▶ Stated exercise 1: Revise the passage on Kifwebe masks from "Democratic Republic of" to "on Luba territory.", inclusive, and substitute "ruler" for every occurrence of "chief".

Democratic Republic of the Congo
"Kifwebe masks were made for the Bwadi Bwa Kifwebe association, a type of policing society that
provided a means of controlling social behavior and neutralizing disruptive elements within the
group. These masks appeared at the installation and death of a chief, and at the initiation rites of
young men as well as a whole range of occasions that included punishments, warfare and public
works. There is great variety and symbolism within the various Kifwebe masks. More than thirty
different mask names have been recorded. Several have animal names while other masks have
names of illnesses like leprosy or names denoting natural phenomena. For the most part Kifwebe
masks no longer function to maintain social control among the Songye except in the southeastern
regions bordering on Luba territory.

Female masks, in direct relation to the physical world and procreation, move calmly; their task is to
invoke benevolent spirits that will influence the future generation. Female masks are associated
with the moon and are worn for moon rituals as well as during funerals and initiation rites."
Beauty and the Beasts: Kifwebe and Animal Masks of the Songye, Luba and
Related Peoples by Marc Leo Felix
Songye mask and costume pictures
Group of Songye bifwebe masks photographed in the Congo in 1934 - Illustration Congolaise
According to the specialists, Anthropologists and Art Historians, Kifwebe masks (sing.) or Bifwebe (plur.) are
differentiated; by gender and by their shape and size but also by the basic surface coloration and the decorative
design and patterns on the surface. The masks said to represent a female are rarer than masks supposed to
depict a male. In the field I have never seen more than one female mask at a time, yet groups of male masks are
commonly encountered. Normally a band of mask-wearers is made up of one female mask and a number of male
masks. All of the wearers, of course, are male. Most Songye female masks have a grooved surface that is
painted over with white kaolin (pembe or ntoshi), and when the mask is worn repeatedly, this white partially
wears off, exposing the natural wood. This exposure heightens the white/brown contrast and reveals the
engraved striations. But when a mask is stored in a smoky environment the white surface darkens considerably.

▶ Input material:

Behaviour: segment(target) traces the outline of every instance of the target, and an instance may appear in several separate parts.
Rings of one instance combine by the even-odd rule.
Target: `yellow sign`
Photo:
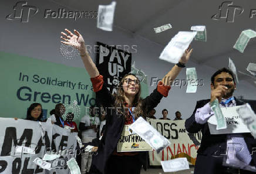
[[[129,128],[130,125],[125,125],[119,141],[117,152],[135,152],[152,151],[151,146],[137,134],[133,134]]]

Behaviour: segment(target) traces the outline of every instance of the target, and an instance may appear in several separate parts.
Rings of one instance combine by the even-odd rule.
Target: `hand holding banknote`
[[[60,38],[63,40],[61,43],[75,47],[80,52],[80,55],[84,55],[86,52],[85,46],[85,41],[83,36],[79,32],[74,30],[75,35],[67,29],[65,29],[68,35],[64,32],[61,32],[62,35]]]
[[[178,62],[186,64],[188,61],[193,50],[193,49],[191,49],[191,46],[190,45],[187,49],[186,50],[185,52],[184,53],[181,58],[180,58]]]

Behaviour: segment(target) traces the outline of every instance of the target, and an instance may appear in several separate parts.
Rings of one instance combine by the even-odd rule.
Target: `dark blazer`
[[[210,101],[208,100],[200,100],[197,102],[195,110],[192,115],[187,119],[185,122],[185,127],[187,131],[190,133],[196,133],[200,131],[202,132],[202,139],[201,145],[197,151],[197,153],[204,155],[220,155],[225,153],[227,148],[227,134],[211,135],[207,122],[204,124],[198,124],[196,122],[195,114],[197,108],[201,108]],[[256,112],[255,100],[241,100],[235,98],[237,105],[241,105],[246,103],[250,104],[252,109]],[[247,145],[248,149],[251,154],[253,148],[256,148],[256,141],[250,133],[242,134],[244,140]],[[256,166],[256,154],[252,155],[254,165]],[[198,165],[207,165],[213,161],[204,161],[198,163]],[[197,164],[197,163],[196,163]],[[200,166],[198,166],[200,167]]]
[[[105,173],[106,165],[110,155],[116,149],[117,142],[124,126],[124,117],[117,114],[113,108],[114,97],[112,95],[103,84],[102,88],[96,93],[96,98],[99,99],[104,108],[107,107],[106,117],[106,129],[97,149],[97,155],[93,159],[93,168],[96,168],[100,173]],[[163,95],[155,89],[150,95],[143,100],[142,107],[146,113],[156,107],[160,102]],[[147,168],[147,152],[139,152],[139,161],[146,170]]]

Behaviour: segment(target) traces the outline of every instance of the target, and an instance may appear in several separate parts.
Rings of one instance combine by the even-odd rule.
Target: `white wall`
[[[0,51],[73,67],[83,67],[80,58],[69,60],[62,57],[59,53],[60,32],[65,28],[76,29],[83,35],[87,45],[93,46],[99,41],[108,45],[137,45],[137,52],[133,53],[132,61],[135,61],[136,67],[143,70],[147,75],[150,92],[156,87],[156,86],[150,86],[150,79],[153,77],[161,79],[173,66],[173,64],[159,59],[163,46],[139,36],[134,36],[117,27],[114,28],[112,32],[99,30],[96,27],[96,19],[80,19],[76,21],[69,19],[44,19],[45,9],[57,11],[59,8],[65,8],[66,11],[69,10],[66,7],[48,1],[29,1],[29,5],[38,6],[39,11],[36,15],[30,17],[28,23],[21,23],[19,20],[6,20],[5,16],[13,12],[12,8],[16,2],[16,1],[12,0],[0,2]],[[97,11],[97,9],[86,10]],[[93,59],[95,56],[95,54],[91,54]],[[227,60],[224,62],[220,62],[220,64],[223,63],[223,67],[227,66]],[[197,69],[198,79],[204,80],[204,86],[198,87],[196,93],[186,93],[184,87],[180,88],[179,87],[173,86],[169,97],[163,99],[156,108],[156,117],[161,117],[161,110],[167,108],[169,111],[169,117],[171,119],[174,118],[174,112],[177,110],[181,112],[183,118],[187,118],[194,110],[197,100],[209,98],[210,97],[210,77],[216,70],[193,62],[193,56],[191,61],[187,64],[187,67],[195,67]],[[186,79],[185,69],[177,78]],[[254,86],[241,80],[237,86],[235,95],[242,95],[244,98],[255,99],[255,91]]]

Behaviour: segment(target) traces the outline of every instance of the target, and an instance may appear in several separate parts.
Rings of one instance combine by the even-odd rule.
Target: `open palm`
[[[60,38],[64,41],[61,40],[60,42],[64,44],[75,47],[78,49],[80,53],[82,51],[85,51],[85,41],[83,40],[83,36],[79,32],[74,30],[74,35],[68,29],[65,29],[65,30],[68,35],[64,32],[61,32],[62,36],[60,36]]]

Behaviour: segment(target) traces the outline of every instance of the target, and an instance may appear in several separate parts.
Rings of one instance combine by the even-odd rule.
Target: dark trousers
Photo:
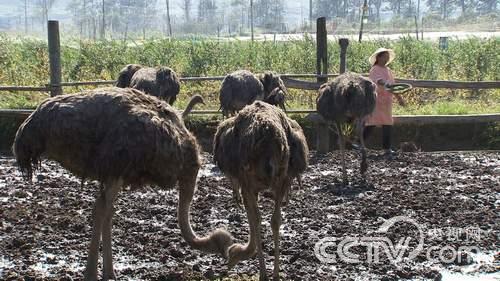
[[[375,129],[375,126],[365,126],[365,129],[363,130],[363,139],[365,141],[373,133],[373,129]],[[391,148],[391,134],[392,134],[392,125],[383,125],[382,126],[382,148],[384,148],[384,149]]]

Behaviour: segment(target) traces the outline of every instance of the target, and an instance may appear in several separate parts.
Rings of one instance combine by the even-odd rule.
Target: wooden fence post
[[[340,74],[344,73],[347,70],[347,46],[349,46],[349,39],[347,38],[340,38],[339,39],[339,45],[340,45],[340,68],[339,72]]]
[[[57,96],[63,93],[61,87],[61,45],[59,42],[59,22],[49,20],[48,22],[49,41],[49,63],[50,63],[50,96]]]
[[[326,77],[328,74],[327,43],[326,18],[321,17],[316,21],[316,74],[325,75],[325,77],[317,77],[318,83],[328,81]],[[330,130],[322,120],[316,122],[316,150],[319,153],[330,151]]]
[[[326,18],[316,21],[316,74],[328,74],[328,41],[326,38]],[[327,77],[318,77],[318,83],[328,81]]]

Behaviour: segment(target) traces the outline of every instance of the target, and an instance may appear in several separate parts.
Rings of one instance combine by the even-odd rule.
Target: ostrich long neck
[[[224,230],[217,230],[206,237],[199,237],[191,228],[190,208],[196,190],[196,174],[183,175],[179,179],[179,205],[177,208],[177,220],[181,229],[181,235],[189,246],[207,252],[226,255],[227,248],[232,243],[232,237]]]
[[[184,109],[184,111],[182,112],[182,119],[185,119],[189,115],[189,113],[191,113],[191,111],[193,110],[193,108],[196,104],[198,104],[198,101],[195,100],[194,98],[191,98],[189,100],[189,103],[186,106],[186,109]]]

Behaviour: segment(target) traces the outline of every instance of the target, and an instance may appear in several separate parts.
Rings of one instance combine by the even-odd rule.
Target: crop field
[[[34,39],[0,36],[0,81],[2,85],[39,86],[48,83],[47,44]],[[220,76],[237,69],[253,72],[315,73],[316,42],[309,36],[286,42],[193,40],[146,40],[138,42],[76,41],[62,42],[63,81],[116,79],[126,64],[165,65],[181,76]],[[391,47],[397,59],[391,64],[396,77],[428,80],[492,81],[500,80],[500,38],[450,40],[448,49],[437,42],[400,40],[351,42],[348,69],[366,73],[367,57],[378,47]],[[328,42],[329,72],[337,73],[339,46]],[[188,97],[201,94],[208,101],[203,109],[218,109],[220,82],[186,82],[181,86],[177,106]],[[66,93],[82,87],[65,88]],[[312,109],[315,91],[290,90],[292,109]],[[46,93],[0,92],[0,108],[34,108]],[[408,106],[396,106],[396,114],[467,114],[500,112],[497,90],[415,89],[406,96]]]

▶ Stated exercise 2: Report only the number of lines in the records that contain the string "dark", matching case exactly.

▶ Exercise output 1:
Democratic Republic of the Congo
"Kifwebe masks were made for the Bwadi Bwa Kifwebe association, a type of policing society that
provided a means of controlling social behavior and neutralizing disruptive elements within the
group. These masks appeared at the installation and death of a ruler, and at the initiation rites of
young men as well as a whole range of occasions that included punishments, warfare and public
works. There is great variety and symbolism within the various Kifwebe masks. More than thirty
different mask names have been recorded. Several have animal names while other masks have
names of illnesses like leprosy or names denoting natural phenomena. For the most part Kifwebe
masks no longer function to maintain social control among the Songye except in the southeastern
regions bordering on Luba territory.

▶ Exercise output 2: 2